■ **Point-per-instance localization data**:
=-=-=
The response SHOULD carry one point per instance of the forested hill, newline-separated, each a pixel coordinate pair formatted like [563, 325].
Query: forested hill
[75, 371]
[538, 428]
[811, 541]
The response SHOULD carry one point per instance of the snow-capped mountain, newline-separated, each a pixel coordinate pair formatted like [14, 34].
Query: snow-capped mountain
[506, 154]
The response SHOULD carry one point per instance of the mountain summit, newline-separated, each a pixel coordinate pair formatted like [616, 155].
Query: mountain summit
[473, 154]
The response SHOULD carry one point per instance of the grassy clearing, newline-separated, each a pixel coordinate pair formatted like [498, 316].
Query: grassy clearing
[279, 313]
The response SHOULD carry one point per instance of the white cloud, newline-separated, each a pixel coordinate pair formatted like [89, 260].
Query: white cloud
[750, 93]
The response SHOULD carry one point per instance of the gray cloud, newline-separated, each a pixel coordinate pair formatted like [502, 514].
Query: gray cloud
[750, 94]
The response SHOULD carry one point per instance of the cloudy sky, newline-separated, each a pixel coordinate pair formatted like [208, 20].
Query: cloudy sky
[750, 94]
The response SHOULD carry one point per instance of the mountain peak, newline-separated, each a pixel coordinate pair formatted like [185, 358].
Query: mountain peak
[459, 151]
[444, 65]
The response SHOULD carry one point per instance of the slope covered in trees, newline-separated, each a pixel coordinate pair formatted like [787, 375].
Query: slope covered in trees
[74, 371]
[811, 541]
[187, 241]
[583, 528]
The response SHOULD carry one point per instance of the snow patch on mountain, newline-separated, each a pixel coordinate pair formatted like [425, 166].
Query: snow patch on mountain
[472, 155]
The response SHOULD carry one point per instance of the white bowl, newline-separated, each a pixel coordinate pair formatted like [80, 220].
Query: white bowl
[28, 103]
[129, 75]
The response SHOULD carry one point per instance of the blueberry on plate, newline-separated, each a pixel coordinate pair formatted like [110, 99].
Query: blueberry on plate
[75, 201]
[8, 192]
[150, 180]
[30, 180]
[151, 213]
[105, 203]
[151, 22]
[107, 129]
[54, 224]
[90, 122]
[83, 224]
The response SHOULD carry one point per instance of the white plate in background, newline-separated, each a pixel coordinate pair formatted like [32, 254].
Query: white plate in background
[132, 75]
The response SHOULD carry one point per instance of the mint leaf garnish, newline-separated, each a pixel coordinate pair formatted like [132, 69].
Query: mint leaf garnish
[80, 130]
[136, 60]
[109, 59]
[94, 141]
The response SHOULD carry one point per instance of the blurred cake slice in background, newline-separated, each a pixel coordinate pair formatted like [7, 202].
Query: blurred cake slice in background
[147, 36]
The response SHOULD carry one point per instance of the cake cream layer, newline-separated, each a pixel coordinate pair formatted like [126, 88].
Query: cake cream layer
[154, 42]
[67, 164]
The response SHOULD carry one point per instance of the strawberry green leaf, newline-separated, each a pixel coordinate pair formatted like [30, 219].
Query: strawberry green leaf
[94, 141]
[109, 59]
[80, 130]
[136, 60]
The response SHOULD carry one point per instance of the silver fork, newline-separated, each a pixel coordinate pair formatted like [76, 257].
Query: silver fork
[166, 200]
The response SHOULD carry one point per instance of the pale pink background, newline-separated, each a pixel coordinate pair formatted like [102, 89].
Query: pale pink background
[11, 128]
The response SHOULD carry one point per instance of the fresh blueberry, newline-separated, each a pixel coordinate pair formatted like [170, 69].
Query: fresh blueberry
=-=-=
■ **ASSIGNED TASK**: The answer must be the lines from the one containing "Query: strawberry green leaf" through the last line of the records, copied exactly, with nothing else.

■ **RESPONSE AREA**:
Query: strawberry green leaf
[94, 141]
[109, 59]
[80, 130]
[136, 60]
The response SHOULD carry one point per instance of the silver fork, newline-separated, each a pixel coordinate pair formatted like [76, 257].
Query: silver fork
[166, 200]
The response SHOULD carry one point per instance of the pale pink background, newline-separated, each a pixel coordinate pair formatted like [102, 89].
Query: pale pink background
[11, 128]
The response SHOULD carry one point per instance of the fresh blueberry, newline-separated, each a pixel coordinate pair formatted like [170, 69].
Query: fresh blueberry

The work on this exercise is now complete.